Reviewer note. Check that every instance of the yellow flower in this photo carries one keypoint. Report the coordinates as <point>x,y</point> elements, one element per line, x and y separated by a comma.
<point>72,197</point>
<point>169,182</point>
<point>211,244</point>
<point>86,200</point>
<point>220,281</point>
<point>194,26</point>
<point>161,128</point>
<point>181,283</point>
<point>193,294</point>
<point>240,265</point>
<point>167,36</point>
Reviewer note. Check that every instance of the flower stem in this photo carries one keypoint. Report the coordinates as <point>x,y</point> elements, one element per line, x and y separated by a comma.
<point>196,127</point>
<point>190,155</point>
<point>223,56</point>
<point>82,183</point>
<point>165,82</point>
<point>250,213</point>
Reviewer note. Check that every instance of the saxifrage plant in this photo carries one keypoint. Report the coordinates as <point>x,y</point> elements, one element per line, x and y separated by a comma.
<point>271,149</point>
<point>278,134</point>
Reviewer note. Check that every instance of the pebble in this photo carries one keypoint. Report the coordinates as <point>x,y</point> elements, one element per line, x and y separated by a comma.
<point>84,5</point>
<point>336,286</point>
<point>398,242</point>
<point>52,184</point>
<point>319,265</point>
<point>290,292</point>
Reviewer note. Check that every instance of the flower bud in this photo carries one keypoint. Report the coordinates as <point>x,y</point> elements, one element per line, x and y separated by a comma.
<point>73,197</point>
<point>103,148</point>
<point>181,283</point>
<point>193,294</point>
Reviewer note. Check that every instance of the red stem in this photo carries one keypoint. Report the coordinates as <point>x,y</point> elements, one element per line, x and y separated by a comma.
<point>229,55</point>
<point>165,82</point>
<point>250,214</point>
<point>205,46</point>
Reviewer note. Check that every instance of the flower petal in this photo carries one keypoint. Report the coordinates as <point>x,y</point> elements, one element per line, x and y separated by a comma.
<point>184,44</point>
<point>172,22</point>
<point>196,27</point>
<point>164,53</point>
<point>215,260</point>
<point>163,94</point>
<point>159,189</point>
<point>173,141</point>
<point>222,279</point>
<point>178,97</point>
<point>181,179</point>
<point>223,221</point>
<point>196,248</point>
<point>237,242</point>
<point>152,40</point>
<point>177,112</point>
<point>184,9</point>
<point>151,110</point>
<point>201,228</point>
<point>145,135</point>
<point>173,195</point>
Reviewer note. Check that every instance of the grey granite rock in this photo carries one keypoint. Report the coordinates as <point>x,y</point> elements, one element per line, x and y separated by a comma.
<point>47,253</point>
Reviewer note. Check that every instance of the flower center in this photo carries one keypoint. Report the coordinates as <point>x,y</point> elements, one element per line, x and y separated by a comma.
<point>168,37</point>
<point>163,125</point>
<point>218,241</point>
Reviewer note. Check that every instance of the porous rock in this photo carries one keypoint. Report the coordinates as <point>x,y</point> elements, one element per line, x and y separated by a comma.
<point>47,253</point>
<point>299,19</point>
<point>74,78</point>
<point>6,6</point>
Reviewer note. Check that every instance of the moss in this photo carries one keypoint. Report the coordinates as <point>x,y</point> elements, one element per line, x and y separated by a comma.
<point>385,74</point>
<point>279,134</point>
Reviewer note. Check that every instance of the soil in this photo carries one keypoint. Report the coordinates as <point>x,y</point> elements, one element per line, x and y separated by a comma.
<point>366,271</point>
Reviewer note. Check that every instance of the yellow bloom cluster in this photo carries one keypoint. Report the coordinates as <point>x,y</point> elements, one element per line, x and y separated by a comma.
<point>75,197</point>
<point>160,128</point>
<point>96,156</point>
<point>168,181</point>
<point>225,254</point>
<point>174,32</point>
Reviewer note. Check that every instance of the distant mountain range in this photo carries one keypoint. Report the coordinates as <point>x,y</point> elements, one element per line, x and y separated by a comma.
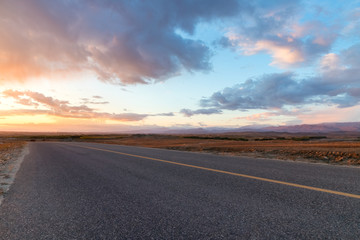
<point>304,128</point>
<point>321,128</point>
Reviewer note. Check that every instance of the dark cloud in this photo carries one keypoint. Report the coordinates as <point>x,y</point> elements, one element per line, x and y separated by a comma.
<point>273,27</point>
<point>338,84</point>
<point>122,41</point>
<point>207,111</point>
<point>47,105</point>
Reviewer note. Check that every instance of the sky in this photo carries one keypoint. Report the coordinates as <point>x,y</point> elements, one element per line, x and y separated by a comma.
<point>113,65</point>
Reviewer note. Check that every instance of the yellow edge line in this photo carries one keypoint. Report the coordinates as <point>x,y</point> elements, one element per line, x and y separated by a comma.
<point>234,174</point>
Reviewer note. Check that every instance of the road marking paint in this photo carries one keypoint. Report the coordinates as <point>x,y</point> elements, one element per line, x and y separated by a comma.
<point>232,173</point>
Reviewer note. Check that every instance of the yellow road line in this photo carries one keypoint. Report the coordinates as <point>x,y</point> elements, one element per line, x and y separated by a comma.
<point>232,173</point>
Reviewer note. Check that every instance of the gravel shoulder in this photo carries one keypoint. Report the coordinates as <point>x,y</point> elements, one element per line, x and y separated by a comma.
<point>11,157</point>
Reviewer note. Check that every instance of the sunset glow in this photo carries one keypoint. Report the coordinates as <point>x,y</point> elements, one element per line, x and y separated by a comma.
<point>112,66</point>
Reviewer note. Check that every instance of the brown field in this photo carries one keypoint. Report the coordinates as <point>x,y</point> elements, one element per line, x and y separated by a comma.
<point>334,148</point>
<point>313,149</point>
<point>6,150</point>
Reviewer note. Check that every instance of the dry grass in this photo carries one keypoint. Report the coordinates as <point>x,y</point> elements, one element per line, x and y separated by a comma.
<point>6,150</point>
<point>318,150</point>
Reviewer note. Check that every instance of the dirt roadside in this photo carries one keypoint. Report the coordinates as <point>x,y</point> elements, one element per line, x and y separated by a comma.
<point>11,156</point>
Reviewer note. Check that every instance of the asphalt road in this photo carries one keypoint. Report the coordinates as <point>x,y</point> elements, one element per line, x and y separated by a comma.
<point>95,191</point>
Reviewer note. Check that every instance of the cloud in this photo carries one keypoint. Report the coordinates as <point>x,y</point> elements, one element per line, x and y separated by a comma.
<point>208,111</point>
<point>123,42</point>
<point>276,29</point>
<point>42,104</point>
<point>337,84</point>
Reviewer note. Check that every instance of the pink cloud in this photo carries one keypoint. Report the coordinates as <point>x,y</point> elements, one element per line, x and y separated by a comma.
<point>54,107</point>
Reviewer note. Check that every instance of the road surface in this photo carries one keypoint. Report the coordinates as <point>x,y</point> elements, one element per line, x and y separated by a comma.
<point>96,191</point>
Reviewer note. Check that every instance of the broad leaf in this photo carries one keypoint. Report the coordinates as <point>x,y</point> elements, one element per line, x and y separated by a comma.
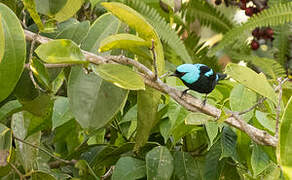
<point>61,112</point>
<point>68,10</point>
<point>159,163</point>
<point>41,73</point>
<point>252,80</point>
<point>15,52</point>
<point>26,153</point>
<point>197,119</point>
<point>93,101</point>
<point>228,144</point>
<point>259,160</point>
<point>266,121</point>
<point>41,175</point>
<point>132,18</point>
<point>8,109</point>
<point>144,29</point>
<point>128,168</point>
<point>61,51</point>
<point>122,41</point>
<point>76,31</point>
<point>5,144</point>
<point>242,99</point>
<point>285,143</point>
<point>121,76</point>
<point>102,27</point>
<point>31,8</point>
<point>185,166</point>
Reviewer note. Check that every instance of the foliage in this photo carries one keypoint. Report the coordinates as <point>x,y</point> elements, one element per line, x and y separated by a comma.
<point>65,116</point>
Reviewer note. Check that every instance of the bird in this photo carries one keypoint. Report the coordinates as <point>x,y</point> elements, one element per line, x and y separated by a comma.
<point>198,77</point>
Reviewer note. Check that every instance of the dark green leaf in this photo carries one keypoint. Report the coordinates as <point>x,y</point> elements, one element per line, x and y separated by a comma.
<point>128,168</point>
<point>159,163</point>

---------------

O QUE SE PEDE: Transcreva literalmente todos os itens acima, deixando as imagens de fora da resposta.

RESPOSTA:
Reviewer note. Check that every instance of the yellow flower in this photo carries one keypoint. Report the coordinates as <point>x,y</point> elements, one element per line, x and y separated by a comma.
<point>72,197</point>
<point>169,182</point>
<point>211,244</point>
<point>86,200</point>
<point>220,281</point>
<point>194,26</point>
<point>161,128</point>
<point>181,283</point>
<point>193,294</point>
<point>240,265</point>
<point>167,36</point>
Reviewer note. Check that every instance of the flower stem in this photo carries one keypoint. Report the coordinates as <point>x,y</point> elements, one element per line, x and y separated by a comma.
<point>196,127</point>
<point>190,155</point>
<point>223,56</point>
<point>82,183</point>
<point>165,82</point>
<point>250,213</point>
Reviewer note. Check that every instance of the saxifrage plant in this photo carries one keypoint. Report the coordinates as <point>x,y</point> elements, one element per line, x and y separated by a comma.
<point>271,149</point>
<point>278,134</point>
Reviewer note. Check that every instance of the pebble in this photo carries one keypoint. Report the coordinates as <point>x,y</point> elements, one element per line, x and y separated by a comma.
<point>84,5</point>
<point>336,286</point>
<point>398,242</point>
<point>52,184</point>
<point>319,265</point>
<point>290,292</point>
Reviewer note. Check that every instance of the flower bud in this photo carries one keypoint. Report the coordinates as <point>x,y</point> elements, one element per line, x and y separated by a comma.
<point>73,197</point>
<point>103,148</point>
<point>181,283</point>
<point>193,294</point>
Reviewer note. Check that every instance of the red stem in this photo carries one keypoint. Report the coordinates as <point>x,y</point> elements, one element per line, x and y separated by a comma.
<point>229,55</point>
<point>165,82</point>
<point>250,214</point>
<point>205,46</point>
Reviewer note. Check that every instance of the flower petal in this photo carries one keypoint. Report the coordinates as <point>x,y</point> elements, one element per line, x and y separated by a comma.
<point>184,44</point>
<point>172,22</point>
<point>196,27</point>
<point>164,53</point>
<point>215,260</point>
<point>163,94</point>
<point>159,189</point>
<point>173,141</point>
<point>222,279</point>
<point>178,97</point>
<point>181,179</point>
<point>223,221</point>
<point>196,248</point>
<point>237,242</point>
<point>152,40</point>
<point>177,112</point>
<point>184,9</point>
<point>151,110</point>
<point>201,228</point>
<point>145,135</point>
<point>173,195</point>
Reviewer note. Check that every instance of the grey granite rock in this photo carries one keypoint. Report the coordinates as <point>x,y</point> elements, one element per line, x and y separated by a comma.
<point>47,253</point>
Reviewer note. Check that every instance of the flower center in this photo carries one keypoint. Report the coordinates as <point>x,y</point> elements, one element per line, x and y separated by a comma.
<point>168,37</point>
<point>163,125</point>
<point>218,241</point>
Reviewer note. Check that every instance of the porous rock in this photo carries one keypoint. Report the coordinates as <point>x,y</point> elements, one element per line, x and y separated by a comma.
<point>47,253</point>
<point>299,19</point>
<point>74,78</point>
<point>6,6</point>
Reviewer note. Check that every instance of the moss in this photo carries one keypoint. Report the coordinates as <point>x,y</point> elements, one element per line, x and y separated by a comma.
<point>385,74</point>
<point>279,134</point>
Reviewer note. Check that every instance of the soil in this photo carries one keypoint. Report the coordinates as <point>x,y</point> elements, one element per line, x and y separated by a comma.
<point>366,271</point>
Reviewer note. Check that every instance of the yellow bloom cluster in this photo carries one keypoint. Report the coordinates as <point>x,y</point> elements, one element per line, x and y separated by a comma.
<point>75,197</point>
<point>160,128</point>
<point>96,156</point>
<point>168,181</point>
<point>225,254</point>
<point>174,32</point>
Reviewer note. Check that every instance of the distant mountain range in this photo carries one keypoint. Report the coordinates as <point>x,y</point> elements, one element per line, x and y separated by a comma.
<point>304,128</point>
<point>321,128</point>
Reviewer note. Check that every instance of the dark cloud in this photo carries one keypoint. Report the coordinates as <point>x,y</point> elements, one element per line, x and y separated by a comma.
<point>273,27</point>
<point>338,84</point>
<point>122,41</point>
<point>207,111</point>
<point>47,105</point>
Reviewer note. Check that every instance of the sky in this photo carries one keypoint. Report the coordinates as <point>x,y</point> elements, one element per line, x and y separated by a comma.
<point>113,65</point>
Reviewer note. Check that every instance of the yellow edge line in this photo carries one keypoint. Report the coordinates as <point>x,y</point> elements, one element per line, x and y separated by a comma.
<point>234,174</point>
Reviewer note. Check that every instance of the road marking paint in this photo carries one keypoint. Report the coordinates as <point>x,y</point> elements, one element per line, x and y separated by a comma.
<point>232,173</point>
Reviewer note. Check that every instance of the yellow road line in this photo carries one keypoint. Report the coordinates as <point>x,y</point> elements, one element per line, x and y separated by a comma.
<point>232,173</point>
Reviewer note. Check that every instance of the gravel shoulder in this photo carries one keypoint. Report the coordinates as <point>x,y</point> elements, one element per line, x and y separated by a comma.
<point>11,157</point>
Reviewer note. Check that every instance of the sunset glow in this photo carries one keypoint. Report the coordinates as <point>x,y</point> elements, one element per line, x and y separated by a comma.
<point>112,66</point>
Reviewer note. Check that every instance of the brown field in this photo carries one keypoint. Report the coordinates as <point>x,y</point> elements, one element per line, x and y separated by a comma.
<point>334,148</point>
<point>313,149</point>
<point>6,150</point>
Reviewer note. Check that every instance of the dry grass in this photo carries one keypoint. Report the coordinates as <point>x,y</point> elements, one element per line, x and y separated by a comma.
<point>6,150</point>
<point>318,150</point>
Reviewer note. Check that every instance of the dirt roadside in this photo carries one keypoint. Report the coordinates as <point>x,y</point> elements, one element per line, x and y separated by a comma.
<point>11,156</point>
Reviewer note. Check that every instance of the asphalt road in this photo carries one keypoint. Report the coordinates as <point>x,y</point> elements, one element per line, x and y separated by a comma.
<point>95,191</point>
Reviewer note. Check that every instance of the cloud in this photo carries one keypoint. Report the coordinates as <point>x,y</point> elements, one element per line, x and y separated by a comma.
<point>208,111</point>
<point>123,42</point>
<point>276,29</point>
<point>42,104</point>
<point>337,84</point>
Reviewer note. Check that every instance of the pink cloud in this photo carries one keypoint. Report the coordinates as <point>x,y</point> elements, one element per line, x and y separated by a comma.
<point>54,107</point>
Reviewer note. Check that every instance of the road surface in this photo carries one keypoint. Report the coordinates as <point>x,y</point> elements, one element per line, x and y separated by a comma.
<point>96,191</point>
Reviewer note. Check that every instance of the broad leaf in this photo carries one keypoint. Report the coordinates as <point>x,y</point> elements, one element per line, x and y separated by a comma.
<point>61,112</point>
<point>68,10</point>
<point>159,163</point>
<point>41,73</point>
<point>252,80</point>
<point>15,52</point>
<point>26,153</point>
<point>197,119</point>
<point>93,101</point>
<point>228,144</point>
<point>259,160</point>
<point>266,121</point>
<point>41,175</point>
<point>132,18</point>
<point>8,109</point>
<point>144,29</point>
<point>128,168</point>
<point>61,51</point>
<point>122,41</point>
<point>76,31</point>
<point>5,144</point>
<point>242,99</point>
<point>285,143</point>
<point>121,76</point>
<point>102,27</point>
<point>31,8</point>
<point>185,166</point>
Reviewer note. Check that every instance of the foliage in this photo carries one keypoint. Report the coordinates as <point>x,y</point> elements, one element per line, x and y separated by a comma.
<point>65,116</point>
Reviewer note. Check that every instance of the bird in this photo carries one keypoint. Report the coordinates as <point>x,y</point> elements, one element per line, x and y separated by a comma.
<point>198,77</point>
Reviewer note. Check that every instance of the dark green leaf in this photo carries one keypoint. Report the coordinates as <point>x,y</point> elements, one element per line, x and y separated by a comma.
<point>128,168</point>
<point>159,163</point>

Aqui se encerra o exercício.